→ **JOB A**: Copy the listing lines verbatim, from the line containing "black jersey stripe" through the end of the listing, including both of those lines.

→ **DOCUMENT SEGMENT**:
begin
Re: Why Strings as Classes?

Posted by Dee Girl
in reply to Michiel Helvensteijn

Dee Girl

Posted in reply to Michiel Helvensteijn

Michiel Helvensteijn Wrote:

> superdan wrote:
> 
> >> This of course means that a linked list cannot define opIndex, since a
> >> random access operation on it will take O(n) (there are tricks that can
> >> make it faster in most practical cases, but I digress).
> > 
> > it oughtn't. & you digress in the wrong direction. you can't prove a majority of "practical cases" will not suffer a performance hit.
> 
> Perhaps. It's been a while since I've worked with data-structures on this level, but I seem to remember there are ways.

I write example with findLast a little time a go. But there are many examples. For example move to front algorithm. It is linear but with "trick" opIndex it is O(n*n) even with optimization. Bad!

> What if you maintain a linked list of small arrays? Say each node in the
> list contains around log(n) of the elements in the entire list. Wouldn't
> that bring random access down to O(log n)? Of course, this would also bring
> insertions up to O(log n).
> 
> And what if you save an index/pointer pair after each access. Then with each
> new access request, you can choose from three locations to start walking:
> * The start of the list.
end
(Records)
begin
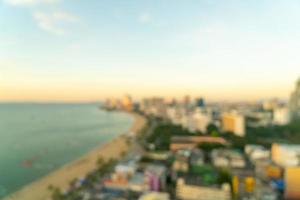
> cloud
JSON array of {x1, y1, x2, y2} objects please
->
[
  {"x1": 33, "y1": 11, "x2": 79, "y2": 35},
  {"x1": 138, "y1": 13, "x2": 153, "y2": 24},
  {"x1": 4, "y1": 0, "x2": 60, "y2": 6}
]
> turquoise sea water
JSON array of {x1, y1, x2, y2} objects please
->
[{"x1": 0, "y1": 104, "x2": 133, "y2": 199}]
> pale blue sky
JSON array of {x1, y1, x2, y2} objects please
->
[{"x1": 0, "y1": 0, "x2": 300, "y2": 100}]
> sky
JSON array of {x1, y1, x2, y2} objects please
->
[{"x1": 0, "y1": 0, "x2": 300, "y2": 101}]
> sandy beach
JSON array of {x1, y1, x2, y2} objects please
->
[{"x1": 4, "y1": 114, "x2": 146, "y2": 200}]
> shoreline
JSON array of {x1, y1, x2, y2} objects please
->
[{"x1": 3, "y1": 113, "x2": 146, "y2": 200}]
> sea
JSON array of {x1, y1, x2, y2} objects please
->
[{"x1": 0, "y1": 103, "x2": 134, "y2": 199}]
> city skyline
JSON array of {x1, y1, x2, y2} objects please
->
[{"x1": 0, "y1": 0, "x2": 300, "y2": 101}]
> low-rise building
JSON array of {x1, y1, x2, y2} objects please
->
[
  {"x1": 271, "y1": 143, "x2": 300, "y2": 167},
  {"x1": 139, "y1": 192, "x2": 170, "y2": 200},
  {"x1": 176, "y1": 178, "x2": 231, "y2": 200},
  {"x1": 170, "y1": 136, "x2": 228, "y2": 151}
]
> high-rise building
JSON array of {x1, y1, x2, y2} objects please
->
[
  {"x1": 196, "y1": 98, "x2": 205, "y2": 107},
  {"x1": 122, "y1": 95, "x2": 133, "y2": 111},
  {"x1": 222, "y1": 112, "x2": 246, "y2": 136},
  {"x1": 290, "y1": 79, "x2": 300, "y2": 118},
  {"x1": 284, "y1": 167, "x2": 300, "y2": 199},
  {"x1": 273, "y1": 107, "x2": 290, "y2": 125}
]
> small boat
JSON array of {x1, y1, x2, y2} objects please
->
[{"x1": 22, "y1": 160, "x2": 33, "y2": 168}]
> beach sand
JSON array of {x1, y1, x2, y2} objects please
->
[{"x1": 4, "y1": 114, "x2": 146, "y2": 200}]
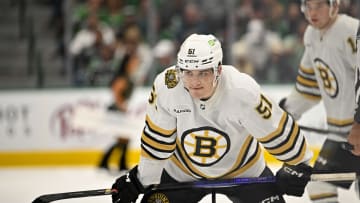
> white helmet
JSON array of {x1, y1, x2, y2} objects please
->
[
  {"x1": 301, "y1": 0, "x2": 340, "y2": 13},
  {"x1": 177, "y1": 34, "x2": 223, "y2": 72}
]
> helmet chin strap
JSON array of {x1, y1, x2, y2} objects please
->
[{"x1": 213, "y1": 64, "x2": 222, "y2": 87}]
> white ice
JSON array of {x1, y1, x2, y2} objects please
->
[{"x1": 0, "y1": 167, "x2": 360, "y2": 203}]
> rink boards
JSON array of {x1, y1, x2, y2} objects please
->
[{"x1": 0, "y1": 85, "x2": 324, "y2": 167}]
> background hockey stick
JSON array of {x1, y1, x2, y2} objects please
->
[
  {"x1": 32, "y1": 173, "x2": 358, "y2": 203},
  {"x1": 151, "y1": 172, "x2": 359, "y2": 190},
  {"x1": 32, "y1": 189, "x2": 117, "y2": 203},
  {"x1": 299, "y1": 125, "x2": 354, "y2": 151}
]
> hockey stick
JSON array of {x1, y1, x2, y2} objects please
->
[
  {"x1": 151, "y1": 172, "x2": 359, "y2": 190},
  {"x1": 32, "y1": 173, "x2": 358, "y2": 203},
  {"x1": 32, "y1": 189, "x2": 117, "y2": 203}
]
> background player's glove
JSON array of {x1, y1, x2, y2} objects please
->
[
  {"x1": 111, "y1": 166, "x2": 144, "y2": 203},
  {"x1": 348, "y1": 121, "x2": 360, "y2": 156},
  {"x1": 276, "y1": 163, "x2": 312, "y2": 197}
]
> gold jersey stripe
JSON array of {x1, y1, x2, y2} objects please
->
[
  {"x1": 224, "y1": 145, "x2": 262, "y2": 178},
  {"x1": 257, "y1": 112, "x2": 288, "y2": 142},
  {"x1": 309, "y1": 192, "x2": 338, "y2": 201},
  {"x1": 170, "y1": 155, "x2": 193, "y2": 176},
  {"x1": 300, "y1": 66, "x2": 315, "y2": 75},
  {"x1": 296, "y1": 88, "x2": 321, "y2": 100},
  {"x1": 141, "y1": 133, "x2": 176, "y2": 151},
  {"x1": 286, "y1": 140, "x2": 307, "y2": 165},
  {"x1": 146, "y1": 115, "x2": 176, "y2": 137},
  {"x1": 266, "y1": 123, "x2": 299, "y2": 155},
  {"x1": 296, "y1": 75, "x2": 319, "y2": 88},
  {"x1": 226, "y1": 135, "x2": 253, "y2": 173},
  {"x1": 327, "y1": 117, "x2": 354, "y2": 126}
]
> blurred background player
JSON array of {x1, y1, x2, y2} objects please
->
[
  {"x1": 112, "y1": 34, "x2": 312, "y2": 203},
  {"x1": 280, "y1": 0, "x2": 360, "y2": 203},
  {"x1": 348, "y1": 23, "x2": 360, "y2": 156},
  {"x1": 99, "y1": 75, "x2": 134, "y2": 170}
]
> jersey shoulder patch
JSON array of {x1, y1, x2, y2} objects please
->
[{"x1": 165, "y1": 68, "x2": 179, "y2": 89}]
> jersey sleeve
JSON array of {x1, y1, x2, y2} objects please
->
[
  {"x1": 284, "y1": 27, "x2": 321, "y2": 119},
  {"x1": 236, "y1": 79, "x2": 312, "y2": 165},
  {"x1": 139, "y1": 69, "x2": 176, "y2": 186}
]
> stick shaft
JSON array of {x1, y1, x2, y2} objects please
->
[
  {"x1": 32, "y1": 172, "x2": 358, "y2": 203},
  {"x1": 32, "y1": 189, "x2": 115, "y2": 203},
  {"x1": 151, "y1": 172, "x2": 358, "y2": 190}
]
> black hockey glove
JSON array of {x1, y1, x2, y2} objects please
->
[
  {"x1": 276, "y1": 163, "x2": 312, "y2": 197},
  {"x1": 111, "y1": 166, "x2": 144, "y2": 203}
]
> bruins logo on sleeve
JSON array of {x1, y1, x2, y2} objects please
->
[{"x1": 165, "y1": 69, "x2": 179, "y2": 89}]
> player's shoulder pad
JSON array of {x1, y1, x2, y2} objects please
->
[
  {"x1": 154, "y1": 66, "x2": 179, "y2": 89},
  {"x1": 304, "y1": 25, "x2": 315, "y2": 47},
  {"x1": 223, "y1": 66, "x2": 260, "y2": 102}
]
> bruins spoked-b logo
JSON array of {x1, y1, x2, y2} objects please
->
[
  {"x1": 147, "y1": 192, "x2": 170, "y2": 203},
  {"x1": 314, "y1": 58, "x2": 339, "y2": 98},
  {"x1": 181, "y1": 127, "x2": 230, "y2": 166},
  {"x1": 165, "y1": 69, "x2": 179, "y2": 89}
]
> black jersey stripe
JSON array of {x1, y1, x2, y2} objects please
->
end
→ **JOB B**: In the forum post, what structure does Michiel Helvensteijn propose maintaining to bring random access down to O(log n)?

→ **WRITTEN REPLY A**:
> black jersey stripe
JSON array of {x1, y1, x2, y2} objects please
->

→ **WRITTEN REPLY B**: A linked list of small arrays, with each node holding around log(n) of the elements.